L'inflation n'a logiquement cessé d'exploser : 32% en 1984, 334 en 1985, 778 en 1986, 780 en 1987 et le pouvoir d'achat salarial atteignait en 1986 le taux de... 16% par rapport à 1980.
La bourgeoisie nationale représentée par les sandinistes est alors obligée de lâche du lest. Le 30 janvier 1989, devant l'Assemblée, Daniel Ortega réaffirme sa politique d'alliance avec la bourgeoisie patriotique: «Il est aujourd'hui vital d'accroître la production et la solution la plus viable pour le pays est la concertation avec l'entreprise privée». «Avec tous ceux qui désirent la paix, unissons nos efforts pour construire ensemble».
Ce qui est entendu par là, c'est l'ouverture sur la bourgeoisie bureaucratique liée aux USA qui a perdu tout pouvoir. Dès 88 le régime «fait appel aux grands producteurs et aux chefs d'entreprise pour produire avec plus d'efficacité » et finalement en février 1990 le FSLN perd les élections au profit d'une union libérale pro-USA, tout en gagnant le droit de continuer à exister.
Le FSLN était le parti de la bourgeoisie nationale et sa base était extrêmement ténue et ne reposait en fait que les le projet bourgeois national qui accordait (soit-disant) une place pour le masses; Thomas Borge l'expliqua ouvertement en 1985: «Il faut considérer le fait que le Front sandiniste, au moment de la victoire, n'était même pas constitué comme un parti politique.

^^^^^^^^^^^^^^^^

DÉFI 1
Reproduisez le passage de l'extrait sur les sandinistes en commençant par « Le FSLN était » et en allant jusqu'à « un parti politique. » inclus.

^^^^^^^^^^^^^^^^

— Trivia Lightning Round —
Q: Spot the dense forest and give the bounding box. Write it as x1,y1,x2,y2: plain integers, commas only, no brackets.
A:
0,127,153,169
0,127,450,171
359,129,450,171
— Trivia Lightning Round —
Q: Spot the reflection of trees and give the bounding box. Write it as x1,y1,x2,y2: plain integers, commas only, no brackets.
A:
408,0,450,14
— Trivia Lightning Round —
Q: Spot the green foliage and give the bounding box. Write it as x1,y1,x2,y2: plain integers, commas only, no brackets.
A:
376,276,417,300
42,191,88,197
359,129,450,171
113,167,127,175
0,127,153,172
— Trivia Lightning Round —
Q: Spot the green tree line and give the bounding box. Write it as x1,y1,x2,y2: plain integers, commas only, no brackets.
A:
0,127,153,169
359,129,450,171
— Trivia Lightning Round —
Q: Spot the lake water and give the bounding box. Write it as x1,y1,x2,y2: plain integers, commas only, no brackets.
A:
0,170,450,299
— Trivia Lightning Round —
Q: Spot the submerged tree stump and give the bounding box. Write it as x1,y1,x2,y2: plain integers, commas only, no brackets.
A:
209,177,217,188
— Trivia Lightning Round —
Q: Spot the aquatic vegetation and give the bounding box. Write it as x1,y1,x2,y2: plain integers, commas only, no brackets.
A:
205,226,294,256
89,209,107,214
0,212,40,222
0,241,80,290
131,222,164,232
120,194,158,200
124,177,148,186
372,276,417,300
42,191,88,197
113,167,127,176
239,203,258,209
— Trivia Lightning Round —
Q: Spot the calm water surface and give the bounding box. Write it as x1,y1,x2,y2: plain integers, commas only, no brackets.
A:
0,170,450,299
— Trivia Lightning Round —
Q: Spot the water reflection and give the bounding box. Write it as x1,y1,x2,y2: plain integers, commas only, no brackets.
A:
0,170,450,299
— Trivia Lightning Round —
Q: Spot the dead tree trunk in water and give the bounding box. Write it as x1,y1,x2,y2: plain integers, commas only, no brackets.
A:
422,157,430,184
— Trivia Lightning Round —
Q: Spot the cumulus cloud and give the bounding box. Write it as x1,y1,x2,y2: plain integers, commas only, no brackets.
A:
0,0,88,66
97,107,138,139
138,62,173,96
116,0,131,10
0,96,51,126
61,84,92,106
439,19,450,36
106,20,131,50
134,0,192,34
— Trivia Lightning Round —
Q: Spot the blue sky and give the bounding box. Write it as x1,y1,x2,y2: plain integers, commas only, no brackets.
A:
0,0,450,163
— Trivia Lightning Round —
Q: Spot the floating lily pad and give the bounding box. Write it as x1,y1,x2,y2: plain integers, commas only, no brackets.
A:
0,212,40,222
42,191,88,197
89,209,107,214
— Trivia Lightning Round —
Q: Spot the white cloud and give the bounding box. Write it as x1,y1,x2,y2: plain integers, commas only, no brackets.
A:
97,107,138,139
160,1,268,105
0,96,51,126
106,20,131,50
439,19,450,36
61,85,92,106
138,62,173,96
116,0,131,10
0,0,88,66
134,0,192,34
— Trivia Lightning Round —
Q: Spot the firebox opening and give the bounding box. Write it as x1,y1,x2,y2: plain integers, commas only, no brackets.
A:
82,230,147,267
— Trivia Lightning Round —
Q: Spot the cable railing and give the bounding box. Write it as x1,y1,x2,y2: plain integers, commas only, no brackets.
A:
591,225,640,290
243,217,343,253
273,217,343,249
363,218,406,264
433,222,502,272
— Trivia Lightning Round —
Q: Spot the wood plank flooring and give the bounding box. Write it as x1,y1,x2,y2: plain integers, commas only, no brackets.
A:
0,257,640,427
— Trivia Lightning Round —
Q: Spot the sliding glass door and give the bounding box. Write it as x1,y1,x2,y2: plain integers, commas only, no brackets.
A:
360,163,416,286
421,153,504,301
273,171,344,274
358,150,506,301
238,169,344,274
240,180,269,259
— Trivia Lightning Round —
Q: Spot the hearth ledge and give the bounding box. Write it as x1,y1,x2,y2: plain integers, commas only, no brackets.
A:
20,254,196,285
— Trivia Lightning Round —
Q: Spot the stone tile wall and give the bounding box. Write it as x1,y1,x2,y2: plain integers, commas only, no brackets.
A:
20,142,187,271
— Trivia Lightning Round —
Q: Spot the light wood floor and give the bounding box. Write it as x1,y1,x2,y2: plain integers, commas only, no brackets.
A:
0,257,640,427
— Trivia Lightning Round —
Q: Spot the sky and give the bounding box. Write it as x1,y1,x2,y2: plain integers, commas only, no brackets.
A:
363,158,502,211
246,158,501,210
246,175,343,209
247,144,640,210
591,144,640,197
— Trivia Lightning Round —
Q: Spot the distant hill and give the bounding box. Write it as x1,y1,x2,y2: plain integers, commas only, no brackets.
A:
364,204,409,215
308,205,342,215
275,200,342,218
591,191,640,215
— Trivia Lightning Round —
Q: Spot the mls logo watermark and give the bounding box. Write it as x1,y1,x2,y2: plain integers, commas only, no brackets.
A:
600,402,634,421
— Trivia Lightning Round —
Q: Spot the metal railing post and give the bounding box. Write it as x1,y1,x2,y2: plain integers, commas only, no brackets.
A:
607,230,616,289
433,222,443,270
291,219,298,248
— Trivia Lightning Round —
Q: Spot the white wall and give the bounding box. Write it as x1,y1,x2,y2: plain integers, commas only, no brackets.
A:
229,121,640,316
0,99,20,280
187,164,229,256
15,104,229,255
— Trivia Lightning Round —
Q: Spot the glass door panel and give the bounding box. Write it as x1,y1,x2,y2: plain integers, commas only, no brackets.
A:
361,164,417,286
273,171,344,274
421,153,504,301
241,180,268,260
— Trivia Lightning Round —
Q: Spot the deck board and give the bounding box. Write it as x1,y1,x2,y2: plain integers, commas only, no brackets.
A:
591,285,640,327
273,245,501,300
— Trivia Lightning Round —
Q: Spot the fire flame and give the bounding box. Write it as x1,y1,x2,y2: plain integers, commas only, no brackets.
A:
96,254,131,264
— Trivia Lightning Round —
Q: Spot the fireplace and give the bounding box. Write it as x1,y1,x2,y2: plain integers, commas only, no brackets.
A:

^^^^^^^^^^^^^^^^

DÉFI 2
Relevez et recopiez chaque ligne des enregistrements qui contient la chaîne « door ». La casse doit être respectée.

RÉSULTAT OBTENU 1
Le FSLN était le parti de la bourgeoisie nationale et sa base était extrêmement ténue et ne reposait en fait que les le projet bourgeois national qui accordait (soit-disant) une place pour le masses; Thomas Borge l'expliqua ouvertement en 1985: «Il faut considérer le fait que le Front sandiniste, au moment de la victoire, n'était même pas constitué comme un parti politique.

RÉSULTAT OBTENU 2
Q: Spot the sliding glass door and give the bounding box. Write it as x1,y1,x2,y2: plain integers, commas only, no brackets.
Q: Spot the glass door panel and give the bounding box. Write it as x1,y1,x2,y2: plain integers, commas only, no brackets.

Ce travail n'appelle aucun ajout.